— Start —

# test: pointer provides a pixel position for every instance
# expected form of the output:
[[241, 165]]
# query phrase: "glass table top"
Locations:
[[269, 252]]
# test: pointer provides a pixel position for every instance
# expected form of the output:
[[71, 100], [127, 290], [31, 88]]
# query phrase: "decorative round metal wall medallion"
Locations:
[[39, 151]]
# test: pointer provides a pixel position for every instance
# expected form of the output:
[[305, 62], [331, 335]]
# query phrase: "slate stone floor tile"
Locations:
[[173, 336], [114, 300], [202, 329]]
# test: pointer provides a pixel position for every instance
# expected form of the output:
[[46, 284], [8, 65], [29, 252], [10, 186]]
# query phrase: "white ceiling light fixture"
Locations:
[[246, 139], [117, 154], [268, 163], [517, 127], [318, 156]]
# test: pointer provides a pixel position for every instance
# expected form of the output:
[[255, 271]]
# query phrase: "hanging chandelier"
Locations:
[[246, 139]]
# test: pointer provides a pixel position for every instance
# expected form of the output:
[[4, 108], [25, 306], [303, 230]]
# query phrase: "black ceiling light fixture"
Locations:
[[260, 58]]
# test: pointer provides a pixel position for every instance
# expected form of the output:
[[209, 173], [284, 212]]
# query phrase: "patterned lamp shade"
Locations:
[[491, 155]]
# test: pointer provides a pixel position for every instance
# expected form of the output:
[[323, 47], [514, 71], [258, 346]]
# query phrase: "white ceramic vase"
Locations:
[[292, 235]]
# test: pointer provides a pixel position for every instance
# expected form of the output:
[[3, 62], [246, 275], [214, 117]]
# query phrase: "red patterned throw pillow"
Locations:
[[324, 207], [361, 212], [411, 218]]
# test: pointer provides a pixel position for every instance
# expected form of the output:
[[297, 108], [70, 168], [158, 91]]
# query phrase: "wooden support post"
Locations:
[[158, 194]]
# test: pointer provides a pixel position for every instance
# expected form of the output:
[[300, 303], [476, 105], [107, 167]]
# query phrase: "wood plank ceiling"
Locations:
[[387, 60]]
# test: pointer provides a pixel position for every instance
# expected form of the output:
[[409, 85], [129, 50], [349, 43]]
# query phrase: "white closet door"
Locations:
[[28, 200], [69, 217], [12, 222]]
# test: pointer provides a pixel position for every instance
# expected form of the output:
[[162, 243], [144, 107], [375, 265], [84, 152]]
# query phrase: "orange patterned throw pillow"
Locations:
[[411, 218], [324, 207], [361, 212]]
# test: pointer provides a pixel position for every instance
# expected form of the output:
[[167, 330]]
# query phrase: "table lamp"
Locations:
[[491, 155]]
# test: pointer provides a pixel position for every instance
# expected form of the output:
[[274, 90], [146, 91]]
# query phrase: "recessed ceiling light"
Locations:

— End —

● Stated task
Give the listing above as a JSON list of strings, one string per line, with blank lines left out.

● Reply to the task
[
  "# test: pointer provides a pixel position for every instance",
  "# expected form of the output:",
  "[[241, 165]]",
  "# query phrase: \"glass table top\"",
  "Locations:",
  "[[269, 252]]",
  "# test: pointer provides a pixel position for every instance",
  "# expected form of the output:",
  "[[71, 100], [127, 290], [31, 88]]",
  "# query phrase: \"decorative round metal wall medallion\"",
  "Locations:",
  "[[39, 151]]",
  "# test: pointer provides a pixel position for every instance",
  "# expected form of the output:",
  "[[305, 62], [331, 335]]",
  "# query phrase: \"slate stone floor tile\"",
  "Locations:",
  "[[173, 336], [114, 300], [202, 329]]",
  "# test: pointer provides a pixel position for every instance",
  "# expected form of the output:",
  "[[46, 284], [8, 65], [29, 252], [10, 186]]",
  "# query phrase: \"white ceiling light fixture\"",
  "Locations:",
  "[[246, 139], [117, 154], [268, 163], [517, 127], [318, 156]]",
  "# test: pointer provides a pixel position for every instance",
  "# expected form of the output:",
  "[[255, 271]]",
  "# query phrase: \"hanging chandelier\"",
  "Locations:",
  "[[246, 139]]",
  "# test: pointer provides a pixel position for every instance",
  "# expected form of the output:",
  "[[4, 108], [25, 306], [303, 230]]",
  "# query phrase: \"black ceiling light fixture\"",
  "Locations:",
  "[[260, 58]]",
  "# test: pointer provides a pixel position for every instance",
  "# expected form of the output:",
  "[[209, 173], [284, 212]]",
  "# query phrase: \"patterned lamp shade\"",
  "Locations:",
  "[[491, 155]]",
  "# test: pointer provides a pixel position for every instance",
  "# expected form of the output:",
  "[[323, 47], [514, 71], [258, 346]]",
  "# query phrase: \"white ceramic vase\"",
  "Locations:",
  "[[292, 235]]",
  "# test: pointer provides a pixel position for every instance",
  "# expected form of the output:",
  "[[3, 62], [246, 275], [214, 117]]",
  "# query phrase: \"red patterned throw pillow\"",
  "Locations:",
  "[[324, 207], [361, 212], [411, 218]]",
  "# test: pointer provides a pixel position for every instance",
  "# expected form of the output:",
  "[[297, 108], [70, 168], [158, 91]]",
  "# query phrase: \"wooden support post\"",
  "Locations:",
  "[[158, 194]]",
  "# test: pointer provides a pixel position for every instance",
  "# expected form of the output:",
  "[[300, 303], [476, 105], [107, 167]]",
  "# query phrase: \"wood plank ceiling\"",
  "Locations:",
  "[[387, 60]]",
  "# test: pointer provides a pixel position for every instance",
  "# expected form of the output:",
  "[[409, 85], [129, 50], [349, 43]]",
  "# query phrase: \"white closet door\"",
  "Locations:",
  "[[28, 200], [69, 217], [12, 222]]",
  "# test: pointer provides a pixel position for every instance",
  "# expected form of the output:",
  "[[162, 243], [144, 107], [375, 265], [84, 152]]",
  "# query phrase: \"orange patterned throw pillow\"",
  "Locations:",
  "[[411, 218], [324, 207], [361, 212]]",
  "# test: pointer provides a pixel position for every instance",
  "# expected form of the output:",
  "[[167, 330]]",
  "# query phrase: \"table lamp\"",
  "Locations:",
  "[[491, 155]]",
  "# test: pointer provides a pixel position for every instance",
  "# expected form of the output:",
  "[[274, 90], [146, 91]]",
  "# query phrase: \"recessed ceiling light\"",
  "Locations:"
]